#### Passage given
========
Arcade Street, Melanie Modafferi

University: University of Melbourne

The inner-city suburb of Footscray is currently undergoing gentrification and this project provides a model that mediates the effects of gentrification through the provision of an affordable, mixed-tenure, culturally-responsive housing model. Consideration of the existing communities in Footscray and their distinct sociality and relationship with the built environment was fundamental in the development of this design and forms a response that is both specific to the socio-spatial implications of the site and divergent from typical housing models.

An 11 hour multi-modal site analysis was used to establish an understanding of the community within Footscray. Through this, the hyper-sociality of Nicholson St (project location) became apparent and led to the focus on shifting typically internalised parts of the home into the public realm as an affordability mechanism, as well as a means of drawing upon the social character of Footscray.

This project explores gradations of privacy and experiments with communal/public aspects of the home by allowing ‘spillage’ onto subsidised circulation space i.e. smaller internal private space in return for expansive external semi-public/public space. Additionally, shared spaces exist amongst apartments; these are socially embedded solutions to affordability.
========
In the Arcade Street project description, rewrite the paragraph beginning "An 11 hour multi-modal site analysis" as a short bulleted list that keeps its main facts. The records that come next are taken from a separate source.

(Rows from a dataset of box labels)
========
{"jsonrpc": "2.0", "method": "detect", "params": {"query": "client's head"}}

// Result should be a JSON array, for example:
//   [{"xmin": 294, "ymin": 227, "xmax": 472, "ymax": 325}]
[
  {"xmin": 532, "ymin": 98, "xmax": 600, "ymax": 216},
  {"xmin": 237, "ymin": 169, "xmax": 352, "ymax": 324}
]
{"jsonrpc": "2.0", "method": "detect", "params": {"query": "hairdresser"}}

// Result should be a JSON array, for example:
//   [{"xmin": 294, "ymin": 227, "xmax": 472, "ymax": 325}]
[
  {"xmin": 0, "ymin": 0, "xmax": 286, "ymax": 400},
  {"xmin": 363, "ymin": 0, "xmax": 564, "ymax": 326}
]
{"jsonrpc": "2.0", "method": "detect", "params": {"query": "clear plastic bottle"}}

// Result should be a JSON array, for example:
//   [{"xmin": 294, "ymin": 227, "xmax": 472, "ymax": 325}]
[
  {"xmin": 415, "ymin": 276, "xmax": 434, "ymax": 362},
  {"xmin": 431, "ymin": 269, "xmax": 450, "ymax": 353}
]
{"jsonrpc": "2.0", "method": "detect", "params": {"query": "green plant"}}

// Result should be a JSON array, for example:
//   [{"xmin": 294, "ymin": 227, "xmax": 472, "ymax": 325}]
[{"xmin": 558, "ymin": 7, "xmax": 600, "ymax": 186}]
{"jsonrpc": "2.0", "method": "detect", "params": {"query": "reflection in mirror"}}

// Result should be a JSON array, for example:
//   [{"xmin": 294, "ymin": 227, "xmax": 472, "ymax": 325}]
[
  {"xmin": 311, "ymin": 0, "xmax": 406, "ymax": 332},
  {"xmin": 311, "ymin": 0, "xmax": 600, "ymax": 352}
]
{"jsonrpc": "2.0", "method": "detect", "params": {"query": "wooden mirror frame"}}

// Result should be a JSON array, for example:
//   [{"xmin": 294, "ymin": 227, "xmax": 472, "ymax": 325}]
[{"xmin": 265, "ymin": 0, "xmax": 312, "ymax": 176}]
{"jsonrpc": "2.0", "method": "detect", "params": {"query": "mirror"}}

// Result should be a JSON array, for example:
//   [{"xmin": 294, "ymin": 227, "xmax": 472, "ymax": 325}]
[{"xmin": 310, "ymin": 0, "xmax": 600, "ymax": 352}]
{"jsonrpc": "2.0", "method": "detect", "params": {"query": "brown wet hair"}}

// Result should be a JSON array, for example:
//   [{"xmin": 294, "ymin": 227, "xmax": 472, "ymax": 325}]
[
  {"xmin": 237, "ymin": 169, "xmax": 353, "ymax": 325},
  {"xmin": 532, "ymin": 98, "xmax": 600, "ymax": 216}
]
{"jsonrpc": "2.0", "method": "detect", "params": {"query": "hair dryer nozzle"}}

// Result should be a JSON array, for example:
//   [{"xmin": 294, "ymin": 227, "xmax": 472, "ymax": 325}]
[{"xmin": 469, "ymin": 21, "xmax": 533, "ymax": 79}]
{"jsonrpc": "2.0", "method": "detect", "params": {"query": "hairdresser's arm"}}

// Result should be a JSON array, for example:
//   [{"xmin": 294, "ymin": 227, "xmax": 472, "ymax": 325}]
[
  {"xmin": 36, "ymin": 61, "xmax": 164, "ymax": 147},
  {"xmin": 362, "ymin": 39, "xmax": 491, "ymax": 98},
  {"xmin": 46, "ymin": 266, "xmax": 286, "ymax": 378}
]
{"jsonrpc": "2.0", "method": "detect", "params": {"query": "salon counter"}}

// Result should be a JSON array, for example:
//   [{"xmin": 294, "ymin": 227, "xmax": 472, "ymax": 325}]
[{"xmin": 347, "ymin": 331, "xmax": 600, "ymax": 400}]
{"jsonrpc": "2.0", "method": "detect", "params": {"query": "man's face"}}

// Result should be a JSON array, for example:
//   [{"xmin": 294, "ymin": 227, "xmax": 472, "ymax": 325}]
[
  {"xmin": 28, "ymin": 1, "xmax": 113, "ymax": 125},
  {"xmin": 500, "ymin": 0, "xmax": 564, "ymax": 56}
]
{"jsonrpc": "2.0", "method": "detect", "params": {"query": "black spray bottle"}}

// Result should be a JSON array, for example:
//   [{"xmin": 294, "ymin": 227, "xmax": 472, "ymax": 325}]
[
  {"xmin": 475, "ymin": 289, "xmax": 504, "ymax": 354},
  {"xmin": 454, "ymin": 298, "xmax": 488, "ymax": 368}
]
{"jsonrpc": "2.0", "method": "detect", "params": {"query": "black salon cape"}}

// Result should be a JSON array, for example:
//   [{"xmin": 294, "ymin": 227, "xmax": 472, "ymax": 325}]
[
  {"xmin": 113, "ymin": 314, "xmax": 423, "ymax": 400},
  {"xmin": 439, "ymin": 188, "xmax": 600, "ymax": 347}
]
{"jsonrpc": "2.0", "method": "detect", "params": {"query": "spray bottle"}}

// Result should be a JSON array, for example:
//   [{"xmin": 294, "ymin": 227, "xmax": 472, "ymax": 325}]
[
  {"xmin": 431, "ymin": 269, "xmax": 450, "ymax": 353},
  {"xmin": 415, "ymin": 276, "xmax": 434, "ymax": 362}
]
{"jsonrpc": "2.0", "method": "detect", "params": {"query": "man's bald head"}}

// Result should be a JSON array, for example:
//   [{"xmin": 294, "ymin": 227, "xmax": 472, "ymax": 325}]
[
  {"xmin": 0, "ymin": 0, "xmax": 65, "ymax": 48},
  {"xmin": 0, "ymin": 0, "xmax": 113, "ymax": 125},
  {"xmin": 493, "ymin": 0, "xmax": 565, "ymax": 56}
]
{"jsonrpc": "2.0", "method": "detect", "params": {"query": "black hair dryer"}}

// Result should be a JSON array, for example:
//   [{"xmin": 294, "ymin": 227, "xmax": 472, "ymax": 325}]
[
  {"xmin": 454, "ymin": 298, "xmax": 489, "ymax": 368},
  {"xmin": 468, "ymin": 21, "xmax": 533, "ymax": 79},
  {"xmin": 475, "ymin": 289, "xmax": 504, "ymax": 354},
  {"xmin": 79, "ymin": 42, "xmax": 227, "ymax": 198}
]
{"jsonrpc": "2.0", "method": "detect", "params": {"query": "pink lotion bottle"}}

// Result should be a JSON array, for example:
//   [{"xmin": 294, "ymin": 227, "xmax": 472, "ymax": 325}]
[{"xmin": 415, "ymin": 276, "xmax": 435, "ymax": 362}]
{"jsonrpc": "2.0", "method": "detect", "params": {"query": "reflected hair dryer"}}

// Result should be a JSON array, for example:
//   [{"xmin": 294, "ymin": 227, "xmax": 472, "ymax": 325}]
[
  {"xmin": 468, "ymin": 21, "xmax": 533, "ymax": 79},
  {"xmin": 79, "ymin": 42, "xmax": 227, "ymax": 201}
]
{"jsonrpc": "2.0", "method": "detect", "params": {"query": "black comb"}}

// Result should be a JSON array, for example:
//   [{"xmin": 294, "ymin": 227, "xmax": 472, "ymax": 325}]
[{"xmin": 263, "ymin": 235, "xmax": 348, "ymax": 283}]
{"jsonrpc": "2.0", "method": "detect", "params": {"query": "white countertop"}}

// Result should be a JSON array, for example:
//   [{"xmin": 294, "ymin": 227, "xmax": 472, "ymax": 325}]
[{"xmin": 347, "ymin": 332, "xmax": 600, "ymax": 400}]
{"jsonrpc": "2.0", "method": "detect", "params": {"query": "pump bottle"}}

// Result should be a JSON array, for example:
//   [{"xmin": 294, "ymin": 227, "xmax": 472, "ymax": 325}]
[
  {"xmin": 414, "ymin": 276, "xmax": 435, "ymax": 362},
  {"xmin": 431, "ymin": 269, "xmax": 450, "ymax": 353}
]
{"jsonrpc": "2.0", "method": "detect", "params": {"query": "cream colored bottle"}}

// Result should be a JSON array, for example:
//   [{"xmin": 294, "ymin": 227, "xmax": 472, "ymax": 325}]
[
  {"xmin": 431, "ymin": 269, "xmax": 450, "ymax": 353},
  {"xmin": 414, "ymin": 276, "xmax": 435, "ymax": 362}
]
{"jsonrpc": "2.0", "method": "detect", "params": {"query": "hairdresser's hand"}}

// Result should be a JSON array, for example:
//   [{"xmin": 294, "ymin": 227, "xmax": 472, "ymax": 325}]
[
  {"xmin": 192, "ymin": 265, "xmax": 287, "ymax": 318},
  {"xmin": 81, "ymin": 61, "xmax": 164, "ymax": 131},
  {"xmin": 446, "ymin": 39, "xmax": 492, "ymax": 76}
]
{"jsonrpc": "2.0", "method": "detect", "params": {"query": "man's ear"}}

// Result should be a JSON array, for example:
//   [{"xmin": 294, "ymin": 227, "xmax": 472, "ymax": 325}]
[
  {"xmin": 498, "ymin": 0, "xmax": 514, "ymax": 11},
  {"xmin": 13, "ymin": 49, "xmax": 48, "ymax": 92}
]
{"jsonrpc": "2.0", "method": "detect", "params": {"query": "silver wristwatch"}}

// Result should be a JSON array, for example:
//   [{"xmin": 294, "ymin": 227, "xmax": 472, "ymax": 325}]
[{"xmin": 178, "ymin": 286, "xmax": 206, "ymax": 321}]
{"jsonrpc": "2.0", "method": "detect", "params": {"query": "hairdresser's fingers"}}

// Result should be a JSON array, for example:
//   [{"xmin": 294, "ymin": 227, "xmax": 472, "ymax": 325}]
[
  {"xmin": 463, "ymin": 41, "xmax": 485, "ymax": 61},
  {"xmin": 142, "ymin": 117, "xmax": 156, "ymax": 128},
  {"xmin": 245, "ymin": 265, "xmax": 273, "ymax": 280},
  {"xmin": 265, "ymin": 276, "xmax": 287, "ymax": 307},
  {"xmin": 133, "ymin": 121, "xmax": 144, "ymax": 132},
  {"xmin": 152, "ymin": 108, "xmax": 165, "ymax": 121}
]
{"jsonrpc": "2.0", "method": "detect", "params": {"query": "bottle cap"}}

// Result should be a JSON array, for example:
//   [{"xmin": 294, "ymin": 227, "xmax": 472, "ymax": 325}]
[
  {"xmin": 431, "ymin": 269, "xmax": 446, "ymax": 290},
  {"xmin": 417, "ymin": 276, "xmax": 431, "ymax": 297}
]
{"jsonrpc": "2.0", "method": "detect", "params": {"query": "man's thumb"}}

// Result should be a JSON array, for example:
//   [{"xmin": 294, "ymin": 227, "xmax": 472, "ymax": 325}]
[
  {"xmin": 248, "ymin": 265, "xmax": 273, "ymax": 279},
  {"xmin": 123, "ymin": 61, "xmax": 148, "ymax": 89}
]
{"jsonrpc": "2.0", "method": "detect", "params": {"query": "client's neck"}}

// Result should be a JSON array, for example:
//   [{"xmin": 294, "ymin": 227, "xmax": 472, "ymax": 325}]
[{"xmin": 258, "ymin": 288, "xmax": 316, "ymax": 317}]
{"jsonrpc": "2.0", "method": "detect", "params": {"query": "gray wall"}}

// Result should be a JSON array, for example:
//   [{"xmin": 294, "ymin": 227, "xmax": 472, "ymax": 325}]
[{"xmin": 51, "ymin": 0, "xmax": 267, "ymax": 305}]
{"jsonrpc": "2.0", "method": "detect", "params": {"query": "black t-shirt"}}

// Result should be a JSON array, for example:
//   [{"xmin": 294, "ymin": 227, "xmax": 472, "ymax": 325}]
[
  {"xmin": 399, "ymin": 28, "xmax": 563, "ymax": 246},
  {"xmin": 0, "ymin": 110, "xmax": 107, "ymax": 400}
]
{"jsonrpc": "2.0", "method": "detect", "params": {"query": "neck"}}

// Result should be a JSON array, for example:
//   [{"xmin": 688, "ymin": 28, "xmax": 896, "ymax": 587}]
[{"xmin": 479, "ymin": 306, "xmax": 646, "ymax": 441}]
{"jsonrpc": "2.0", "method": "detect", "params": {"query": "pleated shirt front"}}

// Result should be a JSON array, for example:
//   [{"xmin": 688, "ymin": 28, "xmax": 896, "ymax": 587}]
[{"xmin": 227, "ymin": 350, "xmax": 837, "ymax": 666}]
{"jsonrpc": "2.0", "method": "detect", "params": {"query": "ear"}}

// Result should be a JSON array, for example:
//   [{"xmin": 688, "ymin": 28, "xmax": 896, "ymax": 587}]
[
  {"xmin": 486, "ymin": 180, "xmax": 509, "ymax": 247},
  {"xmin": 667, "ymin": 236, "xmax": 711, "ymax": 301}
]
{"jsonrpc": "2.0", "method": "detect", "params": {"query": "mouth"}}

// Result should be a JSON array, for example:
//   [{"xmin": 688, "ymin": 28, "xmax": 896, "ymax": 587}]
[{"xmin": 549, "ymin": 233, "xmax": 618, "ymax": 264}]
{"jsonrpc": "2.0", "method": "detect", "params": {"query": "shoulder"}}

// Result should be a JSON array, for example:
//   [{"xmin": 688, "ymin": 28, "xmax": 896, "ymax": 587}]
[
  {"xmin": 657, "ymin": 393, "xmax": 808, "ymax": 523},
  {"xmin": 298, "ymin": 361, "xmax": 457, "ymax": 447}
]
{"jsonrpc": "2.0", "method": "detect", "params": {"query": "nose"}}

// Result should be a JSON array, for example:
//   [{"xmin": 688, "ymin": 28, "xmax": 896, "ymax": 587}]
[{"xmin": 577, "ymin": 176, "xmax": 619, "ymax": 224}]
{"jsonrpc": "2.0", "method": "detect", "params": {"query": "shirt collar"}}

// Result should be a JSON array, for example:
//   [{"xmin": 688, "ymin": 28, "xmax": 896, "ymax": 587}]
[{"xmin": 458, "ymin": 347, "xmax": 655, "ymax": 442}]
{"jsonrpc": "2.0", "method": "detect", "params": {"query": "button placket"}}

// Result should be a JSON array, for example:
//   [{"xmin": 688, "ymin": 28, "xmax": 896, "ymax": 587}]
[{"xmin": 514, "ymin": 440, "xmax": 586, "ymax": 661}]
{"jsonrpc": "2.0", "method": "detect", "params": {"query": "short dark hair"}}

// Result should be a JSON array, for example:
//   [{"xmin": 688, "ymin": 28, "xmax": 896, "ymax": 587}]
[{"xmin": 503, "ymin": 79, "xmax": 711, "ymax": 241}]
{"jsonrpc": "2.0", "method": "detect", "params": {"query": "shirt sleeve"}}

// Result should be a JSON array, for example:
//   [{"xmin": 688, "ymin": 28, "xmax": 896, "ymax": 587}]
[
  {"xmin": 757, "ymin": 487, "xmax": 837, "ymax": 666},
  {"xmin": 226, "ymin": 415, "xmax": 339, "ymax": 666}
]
========
#### Solution to this task
- An 11-hour multi-modal site analysis was used to understand the community in Footscray.
- The analysis showed the hyper-sociality of Nicholson St, the project location.
- This led the project to shift typically internalised parts of the home into the public realm.
- The shift works as an affordability mechanism and draws on Footscray's social character.